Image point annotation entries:

%%

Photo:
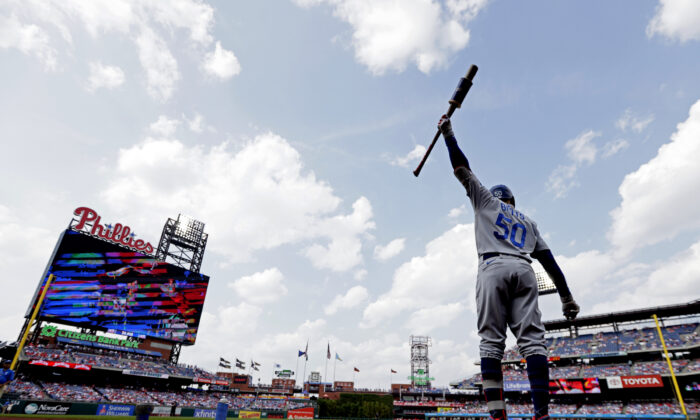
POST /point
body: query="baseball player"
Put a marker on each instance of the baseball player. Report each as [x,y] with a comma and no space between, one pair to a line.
[506,288]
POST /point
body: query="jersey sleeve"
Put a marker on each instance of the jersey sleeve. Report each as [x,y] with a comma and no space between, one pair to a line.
[478,194]
[540,244]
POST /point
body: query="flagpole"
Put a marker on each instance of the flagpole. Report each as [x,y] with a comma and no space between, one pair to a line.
[296,371]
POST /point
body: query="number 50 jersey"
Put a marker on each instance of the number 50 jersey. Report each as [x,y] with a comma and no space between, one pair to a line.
[498,226]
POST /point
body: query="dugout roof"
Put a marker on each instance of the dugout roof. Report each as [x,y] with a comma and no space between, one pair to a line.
[636,315]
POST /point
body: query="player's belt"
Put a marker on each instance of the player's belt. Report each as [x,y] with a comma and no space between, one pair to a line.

%%

Rewrite all of the lines above with "Put a marker on" changed to "Place a point on" everywhere it occurs and nothing else altered. Omit the pictures from your answer.

Photo:
POST /point
body: query="baseball player"
Place a point on each instance of the baseball player. Report each as [x,y] with a comma and no space between, one pair to a line.
[506,288]
POST /point
body: query="jersey sleeve"
Place a point on each instance of the jersey sleeve. Report each as [x,y] with a comma and no space between, one pair to a line.
[478,194]
[540,244]
POST /point
body: query="flagpole"
Place a point on each instance of the flagpole. Report each as [x,y] with a comma and no space between, one pair to a line.
[296,371]
POST /point
body: query="number 50 jersey"
Place a point on each instance of the number 50 jersey. Report each as [x,y] with a comma and no space between, one pair to a line.
[498,226]
POST /point
body: query="dugout roof"
Place a point on each instance of the dugout roof. Report each as [x,y] with a comma and no space between, one pair to a line.
[636,315]
POST /point
body: query="player's belt"
Place a point on each instance of the player's belt. Report each as [x,y] with a comma and no space between, one pair to a line.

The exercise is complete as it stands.